On May 6, 2024, the Company received a notice from the Listing Qualifications Department of The Nasdaq Stock Market LLC (“Nasdaq”), notifying the Company that, because the closing bid price for the Common Stock has fallen below $1.00 per share for 33 consecutive business days, the Company no longer complies with the minimum bid price requirement for continued listing on the Nasdaq Global Market under Rule 5450(a)(1) of Nasdaq Listing Rules.

 

Nasdaq’s notice has no immediate effect on the listing of the Company’s Common Stock on the Nasdaq Global Market.  Pursuant to Nasdaq Marketplace Rule 5810(c)(3)(A), the Company has been provided an initial compliance period of 180 calendar days, or until November 4, 2024, to regain compliance with the minimum bid price requirement.  To regain compliance, the closing bid price of the Company’s Common Stock must meet or exceed $1.00 per share for a minimum of 10 consecutive business days prior to November 4, 2024.

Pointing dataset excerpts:
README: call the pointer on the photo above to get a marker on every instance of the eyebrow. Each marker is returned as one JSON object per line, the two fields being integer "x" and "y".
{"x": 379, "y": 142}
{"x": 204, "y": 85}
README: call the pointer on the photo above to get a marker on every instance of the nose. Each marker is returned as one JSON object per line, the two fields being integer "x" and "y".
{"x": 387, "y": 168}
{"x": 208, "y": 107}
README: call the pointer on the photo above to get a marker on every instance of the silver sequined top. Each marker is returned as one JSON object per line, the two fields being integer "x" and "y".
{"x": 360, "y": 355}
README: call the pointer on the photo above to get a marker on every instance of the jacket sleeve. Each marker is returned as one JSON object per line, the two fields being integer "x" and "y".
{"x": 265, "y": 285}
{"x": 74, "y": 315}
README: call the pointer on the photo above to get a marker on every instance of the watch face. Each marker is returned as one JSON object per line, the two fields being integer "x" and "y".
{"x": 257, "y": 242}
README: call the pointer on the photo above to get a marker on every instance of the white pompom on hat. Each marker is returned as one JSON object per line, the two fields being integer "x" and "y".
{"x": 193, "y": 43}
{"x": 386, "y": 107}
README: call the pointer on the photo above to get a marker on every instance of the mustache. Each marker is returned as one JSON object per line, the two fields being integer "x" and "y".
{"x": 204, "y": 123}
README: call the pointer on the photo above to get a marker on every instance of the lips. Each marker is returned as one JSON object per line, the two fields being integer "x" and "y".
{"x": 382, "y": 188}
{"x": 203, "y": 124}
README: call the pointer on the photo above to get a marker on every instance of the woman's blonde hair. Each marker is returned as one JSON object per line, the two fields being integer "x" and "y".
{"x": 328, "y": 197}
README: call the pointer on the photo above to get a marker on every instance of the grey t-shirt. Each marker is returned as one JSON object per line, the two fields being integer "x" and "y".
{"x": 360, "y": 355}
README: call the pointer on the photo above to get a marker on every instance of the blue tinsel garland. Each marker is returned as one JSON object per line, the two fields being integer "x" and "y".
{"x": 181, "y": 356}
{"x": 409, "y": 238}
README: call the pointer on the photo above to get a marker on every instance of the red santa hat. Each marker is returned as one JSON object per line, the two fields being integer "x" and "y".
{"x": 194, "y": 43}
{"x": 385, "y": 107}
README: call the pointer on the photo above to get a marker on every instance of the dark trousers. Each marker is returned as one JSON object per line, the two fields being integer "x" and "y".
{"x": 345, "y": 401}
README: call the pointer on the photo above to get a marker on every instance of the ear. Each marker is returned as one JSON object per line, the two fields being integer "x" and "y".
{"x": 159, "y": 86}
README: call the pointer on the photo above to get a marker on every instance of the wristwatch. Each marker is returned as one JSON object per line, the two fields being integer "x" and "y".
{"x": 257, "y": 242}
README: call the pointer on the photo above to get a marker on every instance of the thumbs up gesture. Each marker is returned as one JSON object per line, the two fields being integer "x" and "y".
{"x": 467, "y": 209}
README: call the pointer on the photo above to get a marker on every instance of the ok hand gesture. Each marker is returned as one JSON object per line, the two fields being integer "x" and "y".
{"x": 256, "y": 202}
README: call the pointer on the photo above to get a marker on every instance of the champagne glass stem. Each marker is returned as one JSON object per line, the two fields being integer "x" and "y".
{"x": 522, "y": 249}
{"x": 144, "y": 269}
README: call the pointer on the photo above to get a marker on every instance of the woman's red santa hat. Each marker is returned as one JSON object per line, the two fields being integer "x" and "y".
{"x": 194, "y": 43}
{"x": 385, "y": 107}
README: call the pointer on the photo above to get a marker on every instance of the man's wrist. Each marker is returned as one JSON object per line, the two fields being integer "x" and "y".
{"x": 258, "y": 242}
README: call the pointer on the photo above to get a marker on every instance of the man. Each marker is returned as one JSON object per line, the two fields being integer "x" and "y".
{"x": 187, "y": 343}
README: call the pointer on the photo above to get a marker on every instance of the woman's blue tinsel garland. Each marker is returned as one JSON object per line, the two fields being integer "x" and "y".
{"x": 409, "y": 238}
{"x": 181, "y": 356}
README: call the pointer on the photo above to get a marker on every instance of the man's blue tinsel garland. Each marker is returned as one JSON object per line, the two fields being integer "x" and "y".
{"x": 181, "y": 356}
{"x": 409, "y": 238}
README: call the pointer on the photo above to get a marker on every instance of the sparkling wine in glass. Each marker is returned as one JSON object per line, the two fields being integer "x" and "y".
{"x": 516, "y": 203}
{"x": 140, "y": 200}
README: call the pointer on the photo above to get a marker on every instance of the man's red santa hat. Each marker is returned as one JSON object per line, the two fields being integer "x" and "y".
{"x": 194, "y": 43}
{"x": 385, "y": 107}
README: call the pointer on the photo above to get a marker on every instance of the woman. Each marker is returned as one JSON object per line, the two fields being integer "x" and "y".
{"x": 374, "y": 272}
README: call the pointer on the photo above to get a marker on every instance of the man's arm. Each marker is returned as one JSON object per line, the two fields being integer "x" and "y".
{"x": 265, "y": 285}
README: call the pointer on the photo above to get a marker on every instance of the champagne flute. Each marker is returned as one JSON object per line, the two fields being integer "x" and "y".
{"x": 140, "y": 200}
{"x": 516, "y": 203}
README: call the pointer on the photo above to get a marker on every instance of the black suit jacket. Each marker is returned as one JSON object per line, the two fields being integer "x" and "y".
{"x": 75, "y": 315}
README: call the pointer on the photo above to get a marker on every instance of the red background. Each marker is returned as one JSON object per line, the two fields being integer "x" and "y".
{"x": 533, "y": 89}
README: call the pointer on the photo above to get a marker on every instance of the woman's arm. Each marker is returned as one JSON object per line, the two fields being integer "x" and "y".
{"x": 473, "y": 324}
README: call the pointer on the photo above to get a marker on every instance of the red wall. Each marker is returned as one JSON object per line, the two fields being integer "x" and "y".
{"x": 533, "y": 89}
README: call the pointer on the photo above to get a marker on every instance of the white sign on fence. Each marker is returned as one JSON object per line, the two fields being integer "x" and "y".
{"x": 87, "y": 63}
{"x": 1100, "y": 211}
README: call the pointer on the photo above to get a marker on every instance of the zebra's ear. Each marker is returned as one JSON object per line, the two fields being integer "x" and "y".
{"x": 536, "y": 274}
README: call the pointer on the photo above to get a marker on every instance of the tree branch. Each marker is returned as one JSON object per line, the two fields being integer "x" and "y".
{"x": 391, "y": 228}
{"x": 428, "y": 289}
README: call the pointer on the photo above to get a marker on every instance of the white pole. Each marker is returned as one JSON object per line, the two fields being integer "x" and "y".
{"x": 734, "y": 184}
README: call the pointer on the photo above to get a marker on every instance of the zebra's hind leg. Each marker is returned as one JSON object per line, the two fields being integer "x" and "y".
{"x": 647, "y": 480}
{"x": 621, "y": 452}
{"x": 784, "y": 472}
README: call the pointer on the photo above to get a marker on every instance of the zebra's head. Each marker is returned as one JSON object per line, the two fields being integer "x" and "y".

(EXERCISE AIM)
Continue the Nasdaq compliance notice text from the point where it stops.

(EXERCISE OUTPUT)
If the Company does not regain compliance by November 4, 2024, the Company may be eligible for an additional grace period.  To qualify, the Company would be required to transfer the listing of its securities from the Nasdaq Global Market to the Nasdaq Capital Market and to meet the continued listing requirements for market value of publicly held shares and all other initial listing standards for the Nasdaq Capital Market, with the exception of the minimum bid price requirement, and provide written notice of its intention to cure the minimum bid price deficiency during the second compliance period.  If the Company meets these requirements, the Nasdaq staff will grant an additional 180 calendar days for the Company to regain compliance with the minimum bid price requirement. If the Nasdaq staff determines that the Company will not be able to cure the deficiency, or if the Company is otherwise not eligible for such additional compliance period, Nasdaq will provide notice that the Company’s Common Stock will be subject to delisting.  The Company would have the right to appeal a determination to delist its Common Stock, and the Common Stock would remain listed on the Nasdaq Capital Market until the completion of the appeal process.

 

Additionally, on May 6, 2024, the Company received Notice from Nasdaq indicating that, because the market value of the Company’s Common Stock has been below $50,000,000 for 31 consecutive business days, the Company no longer complies with the minimum market value of listed securities (the “MVLS”) requirement for continued listing on the Nasdaq Global Market under Rule 5450(b)(2)(A) of Nasdaq Listing Rules.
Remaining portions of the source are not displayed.